Entries in a dataset
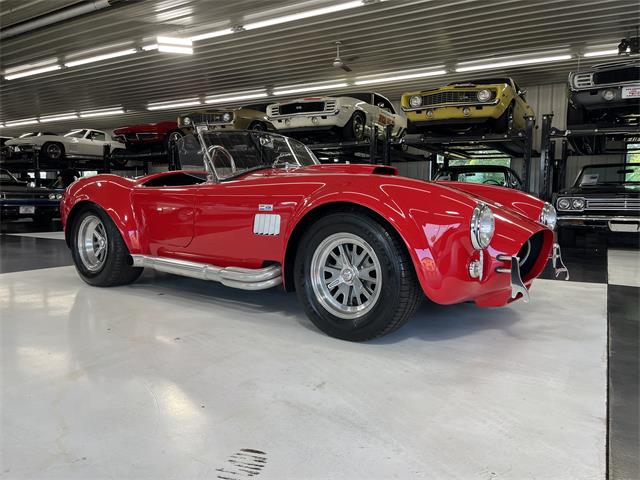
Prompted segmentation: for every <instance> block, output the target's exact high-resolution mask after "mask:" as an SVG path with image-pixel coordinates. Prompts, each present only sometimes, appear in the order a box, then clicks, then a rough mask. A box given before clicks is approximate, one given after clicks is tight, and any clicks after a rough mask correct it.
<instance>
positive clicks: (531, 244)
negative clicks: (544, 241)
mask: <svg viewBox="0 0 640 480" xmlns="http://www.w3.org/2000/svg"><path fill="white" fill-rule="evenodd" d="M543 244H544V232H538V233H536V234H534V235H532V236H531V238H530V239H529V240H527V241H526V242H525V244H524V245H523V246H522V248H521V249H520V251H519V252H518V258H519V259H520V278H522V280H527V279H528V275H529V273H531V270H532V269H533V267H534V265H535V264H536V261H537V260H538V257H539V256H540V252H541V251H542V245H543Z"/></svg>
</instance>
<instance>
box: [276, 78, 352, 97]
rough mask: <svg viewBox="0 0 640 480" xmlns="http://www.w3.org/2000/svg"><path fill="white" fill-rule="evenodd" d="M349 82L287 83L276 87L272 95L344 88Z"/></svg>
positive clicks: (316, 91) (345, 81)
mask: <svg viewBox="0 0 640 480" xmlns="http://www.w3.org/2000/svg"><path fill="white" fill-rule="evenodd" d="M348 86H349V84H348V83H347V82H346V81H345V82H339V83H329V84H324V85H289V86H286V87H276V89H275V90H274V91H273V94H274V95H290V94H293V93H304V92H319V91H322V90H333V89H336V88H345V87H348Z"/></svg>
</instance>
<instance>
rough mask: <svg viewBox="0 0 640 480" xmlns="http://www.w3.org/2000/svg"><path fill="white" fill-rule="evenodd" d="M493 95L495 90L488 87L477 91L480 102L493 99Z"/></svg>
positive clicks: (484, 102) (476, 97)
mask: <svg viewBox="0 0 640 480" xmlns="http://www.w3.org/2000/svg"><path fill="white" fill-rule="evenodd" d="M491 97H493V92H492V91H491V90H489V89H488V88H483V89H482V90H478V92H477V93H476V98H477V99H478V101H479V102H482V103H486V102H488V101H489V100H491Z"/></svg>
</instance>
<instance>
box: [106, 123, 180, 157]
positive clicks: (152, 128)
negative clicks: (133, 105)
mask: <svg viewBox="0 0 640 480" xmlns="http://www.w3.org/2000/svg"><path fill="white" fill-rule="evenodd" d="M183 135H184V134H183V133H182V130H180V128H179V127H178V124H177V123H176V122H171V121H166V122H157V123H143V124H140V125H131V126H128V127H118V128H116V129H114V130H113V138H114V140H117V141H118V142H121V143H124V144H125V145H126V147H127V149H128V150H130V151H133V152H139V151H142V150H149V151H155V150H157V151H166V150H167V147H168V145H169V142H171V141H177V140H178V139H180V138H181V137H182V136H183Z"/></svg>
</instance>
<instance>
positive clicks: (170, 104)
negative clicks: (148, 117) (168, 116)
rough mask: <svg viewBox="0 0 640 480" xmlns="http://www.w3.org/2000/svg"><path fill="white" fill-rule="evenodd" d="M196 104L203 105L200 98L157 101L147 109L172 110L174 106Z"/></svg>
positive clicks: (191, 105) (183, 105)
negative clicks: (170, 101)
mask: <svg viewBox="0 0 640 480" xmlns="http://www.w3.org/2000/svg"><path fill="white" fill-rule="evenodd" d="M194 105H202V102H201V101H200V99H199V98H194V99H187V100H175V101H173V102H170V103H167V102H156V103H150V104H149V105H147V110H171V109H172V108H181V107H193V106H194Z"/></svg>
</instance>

Activity ▸ Edit the entries above, changing every "rough mask" to "coarse mask" and keeping all else as it is. Leave the pictures out of your answer.

Solution to this task ▸
Prompted segmentation: for every <instance> block, output the target's exact high-resolution mask after "mask:" as an SVG path with image-pixel coordinates. Prompts, each present only sometimes, appear in the order a box, then clicks, then a coarse mask. A box given before clicks is approximate, one given after clicks is tight, and any clicks after a coarse mask correct it.
<instance>
positive clicks: (531, 244)
negative clicks: (544, 241)
mask: <svg viewBox="0 0 640 480" xmlns="http://www.w3.org/2000/svg"><path fill="white" fill-rule="evenodd" d="M543 244H544V232H538V233H536V234H534V235H532V236H531V238H530V239H529V240H527V241H526V242H525V244H524V245H523V246H522V248H521V249H520V251H519V252H518V258H519V259H520V278H522V280H527V279H528V275H529V273H531V270H532V269H533V267H534V265H535V264H536V261H537V260H538V257H539V256H540V252H541V251H542V245H543Z"/></svg>
</instance>
<instance>
box: [276, 78, 352, 97]
coarse mask: <svg viewBox="0 0 640 480" xmlns="http://www.w3.org/2000/svg"><path fill="white" fill-rule="evenodd" d="M349 82L287 83L276 87L272 95L344 88Z"/></svg>
positive clicks: (316, 91) (345, 81)
mask: <svg viewBox="0 0 640 480" xmlns="http://www.w3.org/2000/svg"><path fill="white" fill-rule="evenodd" d="M348 86H349V84H348V83H347V82H346V81H345V82H339V83H329V84H324V85H289V86H286V87H276V89H275V90H274V91H273V94H274V95H290V94H293V93H304V92H319V91H322V90H333V89H336V88H345V87H348Z"/></svg>
</instance>
<instance>
coarse mask: <svg viewBox="0 0 640 480" xmlns="http://www.w3.org/2000/svg"><path fill="white" fill-rule="evenodd" d="M493 95L495 90L488 87L477 91L480 102L493 99Z"/></svg>
positive clicks: (484, 102) (476, 97)
mask: <svg viewBox="0 0 640 480" xmlns="http://www.w3.org/2000/svg"><path fill="white" fill-rule="evenodd" d="M491 97H493V92H492V91H491V90H489V89H488V88H483V89H482V90H478V92H477V93H476V98H477V99H478V101H479V102H482V103H486V102H488V101H489V100H491Z"/></svg>
</instance>
<instance>
box: [106, 123, 180, 157]
positive clicks: (152, 128)
negative clicks: (133, 105)
mask: <svg viewBox="0 0 640 480" xmlns="http://www.w3.org/2000/svg"><path fill="white" fill-rule="evenodd" d="M183 135H184V134H183V133H182V130H180V128H179V127H178V124H177V123H176V122H171V121H166V122H157V123H143V124H140V125H131V126H128V127H118V128H116V129H114V130H113V138H114V140H117V141H118V142H121V143H124V144H125V145H126V147H127V149H128V150H130V151H133V152H139V151H142V150H149V151H155V150H157V151H166V150H167V147H168V145H169V142H171V141H177V140H178V139H180V138H181V137H182V136H183Z"/></svg>
</instance>
<instance>
positive clicks: (170, 104)
negative clicks: (148, 117) (168, 116)
coarse mask: <svg viewBox="0 0 640 480" xmlns="http://www.w3.org/2000/svg"><path fill="white" fill-rule="evenodd" d="M196 104L203 105L200 98L157 101L147 109L172 110L174 106Z"/></svg>
positive clicks: (191, 105) (183, 105)
negative clicks: (170, 101)
mask: <svg viewBox="0 0 640 480" xmlns="http://www.w3.org/2000/svg"><path fill="white" fill-rule="evenodd" d="M194 105H202V102H201V101H200V99H199V98H194V99H187V100H175V101H173V102H170V103H167V102H156V103H150V104H149V105H147V110H171V109H172V108H181V107H193V106H194Z"/></svg>
</instance>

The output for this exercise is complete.